§ **Given instruction**:
Reproduce the data below with each "keypoint" swapped for "marker". Keep all other text the same.

§ **Exercise materials**:

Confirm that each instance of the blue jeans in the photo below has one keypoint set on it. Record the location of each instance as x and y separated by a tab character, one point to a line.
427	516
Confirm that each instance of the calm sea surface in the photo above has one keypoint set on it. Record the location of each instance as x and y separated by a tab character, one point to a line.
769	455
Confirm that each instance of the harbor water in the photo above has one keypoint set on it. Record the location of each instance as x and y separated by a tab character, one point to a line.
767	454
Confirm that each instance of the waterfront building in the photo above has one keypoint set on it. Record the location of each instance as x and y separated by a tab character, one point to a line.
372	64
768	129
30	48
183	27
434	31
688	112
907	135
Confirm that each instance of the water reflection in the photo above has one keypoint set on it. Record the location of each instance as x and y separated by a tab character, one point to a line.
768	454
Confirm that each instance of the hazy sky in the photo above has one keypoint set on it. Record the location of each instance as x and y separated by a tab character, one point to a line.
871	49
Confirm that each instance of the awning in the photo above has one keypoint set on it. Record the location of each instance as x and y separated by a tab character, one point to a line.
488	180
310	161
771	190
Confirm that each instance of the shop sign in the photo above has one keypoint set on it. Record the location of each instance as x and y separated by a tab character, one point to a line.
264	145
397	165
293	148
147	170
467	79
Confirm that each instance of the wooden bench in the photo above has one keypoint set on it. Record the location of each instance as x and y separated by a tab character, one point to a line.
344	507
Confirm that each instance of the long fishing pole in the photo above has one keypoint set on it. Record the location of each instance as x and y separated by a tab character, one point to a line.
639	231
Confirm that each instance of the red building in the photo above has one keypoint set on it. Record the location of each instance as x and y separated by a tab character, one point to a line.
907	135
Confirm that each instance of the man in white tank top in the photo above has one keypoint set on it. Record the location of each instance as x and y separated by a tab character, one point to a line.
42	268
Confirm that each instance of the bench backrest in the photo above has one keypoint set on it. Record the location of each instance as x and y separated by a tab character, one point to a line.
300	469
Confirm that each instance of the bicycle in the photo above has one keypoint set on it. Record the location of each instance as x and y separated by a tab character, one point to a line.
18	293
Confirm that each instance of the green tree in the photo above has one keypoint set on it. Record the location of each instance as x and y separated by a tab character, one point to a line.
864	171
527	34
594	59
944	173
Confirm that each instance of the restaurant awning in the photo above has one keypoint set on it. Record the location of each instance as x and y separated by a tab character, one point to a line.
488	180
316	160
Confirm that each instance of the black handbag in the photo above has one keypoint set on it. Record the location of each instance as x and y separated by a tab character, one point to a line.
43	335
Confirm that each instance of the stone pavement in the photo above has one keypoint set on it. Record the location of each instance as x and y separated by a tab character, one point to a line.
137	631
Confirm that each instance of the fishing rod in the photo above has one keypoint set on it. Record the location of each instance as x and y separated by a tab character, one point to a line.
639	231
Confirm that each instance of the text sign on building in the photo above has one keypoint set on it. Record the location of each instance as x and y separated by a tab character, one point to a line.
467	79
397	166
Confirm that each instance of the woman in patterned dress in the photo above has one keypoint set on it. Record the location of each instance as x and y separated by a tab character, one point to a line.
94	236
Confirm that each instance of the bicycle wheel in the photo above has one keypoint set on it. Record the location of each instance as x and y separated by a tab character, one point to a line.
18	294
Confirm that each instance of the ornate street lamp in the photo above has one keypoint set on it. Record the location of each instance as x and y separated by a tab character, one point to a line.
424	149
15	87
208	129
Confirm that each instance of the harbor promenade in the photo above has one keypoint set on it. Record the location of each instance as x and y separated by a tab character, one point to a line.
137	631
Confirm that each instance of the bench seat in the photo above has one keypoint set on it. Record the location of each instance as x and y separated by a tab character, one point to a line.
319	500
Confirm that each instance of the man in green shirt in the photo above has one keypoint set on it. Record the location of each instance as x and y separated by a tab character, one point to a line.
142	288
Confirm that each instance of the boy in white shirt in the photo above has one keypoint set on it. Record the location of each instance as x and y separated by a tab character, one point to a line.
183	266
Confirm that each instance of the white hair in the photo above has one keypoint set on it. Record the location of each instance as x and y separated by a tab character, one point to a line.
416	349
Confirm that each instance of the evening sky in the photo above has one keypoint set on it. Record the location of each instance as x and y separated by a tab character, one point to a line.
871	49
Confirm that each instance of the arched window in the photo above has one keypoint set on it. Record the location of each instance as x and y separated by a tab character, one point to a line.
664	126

§ **The reply**:
Confirm that each instance of the blue jeans in the photo below has one marker set on it. Record the location of each instance as x and y separated by a tab character, one point to a line.
427	516
Confirm that each instance of the calm sea surface in the photo above has one marker set on it. Record the location of each instance as x and y separated by a tab character, one point to a line.
769	455
Confirm that each instance of the harbor water in the photo above has one marker set on it. Record the location of each instance as x and y separated by a tab character, one point to a line.
767	454
Confirm that each instance of the waterfront building in the photo above has one marker set on it. Record the location of each instance as x and y separated by a tab character, one point to a line.
372	64
768	129
30	48
183	27
434	31
688	112
907	135
Confirm that each instance of the water reflection in the photo above has one marker set on it. Record the location of each instance as x and y separated by a tab character, one point to a line.
768	454
Confirm that each instance of the hazy sky in the photo above has one marker set on it. Record the location of each instance as x and y separated by a tab character, one point to a line.
871	49
Confirm that each instance of the awning in the photo above has one marker set on it. Record the location of each instance as x and y separated by a tab character, one point to a line.
488	180
310	161
771	190
Confirm that each instance of the shop sign in the photo above has one marker set on it. Record the location of each instance as x and y separated by a tab character, one point to a line.
264	145
397	165
293	148
147	170
467	79
Confirm that each instance of the wooden bench in the photo above has one marker set on it. Record the location of each instance as x and y separated by a tab character, one point to a line.
344	507
Confirm that each instance of the long fishing pole in the photo above has one marker set on it. Record the location of each instance as x and y separated by a tab character, one point to a line.
639	231
Confirm that each instance of the red building in the photo above has one marker set on it. Record the location of each instance as x and y separated by a tab character, one point to a line.
907	135
Confirm that each instance of the man in white tank top in the photo above has one marker set on it. Record the location of each instance as x and y separated by a tab character, one point to a line.
42	268
Confirm that each instance of the bench backrest in the photo above has one marker set on it. Record the location of each instance as x and y separated by a tab character, one point to a line.
300	469
Confirm that each instance of the bicycle in the photo above has one marker set on it. Record the location of each instance as x and y separated by a tab character, one point to a line.
18	293
Confirm that each instance of the green tree in the photo above has one marker set on it. Record the location of each instance as x and y separated by a tab character, one point to a line.
864	171
527	34
594	59
944	173
Confirm that each instance of the restaurant awning in the photo above has one marker set on it. Record the location of each instance as x and y separated by a tab character, one point to a line.
488	180
316	160
Confirm that each instance of the black handbag in the photo above has one marker set on it. Record the location of each instance as x and y separated by a tab character, one point to a line.
43	335
Confirm that each instance of the stone pavement in the photo above has one marker set on it. Record the location of each instance as x and y separated by a tab character, one point to a line.
137	631
Confirm that each instance of the fishing rod in the photo above has one marker set on it. Record the location of each instance as x and y separated by a tab character, one point to a line.
639	231
Confirm that each instance of the text sign on building in the photo above has one marker set on it. Record the location of each instance as x and y separated by a tab character, one point to a line.
467	79
397	166
Confirm that each instance of the woman in patterned dress in the photo above has one marker set on it. Record the location of each instance as x and y separated by a tab character, one point to a line.
94	236
Confirm that each instance of the bicycle wheel in the photo above has one marker set on it. Record the location of each instance as x and y separated by a tab character, one point to a line.
18	294
Confirm that each instance of the ornate street lamp in the photo above has one marker set on it. Record the location of each instance as x and y separated by a tab character, one point to a line.
424	149
15	87
208	129
Confirm that each instance of the harbor promenade in the photo above has one marker set on it. Record the location of each instance as x and y separated by a tab character, one point to a line.
137	631
Confirm that each instance of the bench seat in the photo above has one marker set on it. Record the location of each instance as x and y separated by a tab character, one point to a line.
319	500
Confirm that each instance of the man in green shirt in the photo above has one marker set on it. Record the location of each instance as x and y separated by a tab character, one point to a line.
142	288
Confirm that each instance of the boy in white shirt in the photo above has one marker set on it. Record the location of each instance as x and y separated by a tab character, one point to a line.
183	266
Confirm that each instance of the white hair in the photo above has one marker set on it. Record the location of each instance as x and y separated by a tab character, one point to a line.
416	349
Confirm that each instance of the evening sky in the photo above has one marker set on it. Record the location of each instance as x and y separated by a tab character, one point to a line.
871	49
Confirm that each instance of the arched window in the photo above has one marker set on it. Record the location of each instance as x and y separated by a tab character, one point to a line.
664	126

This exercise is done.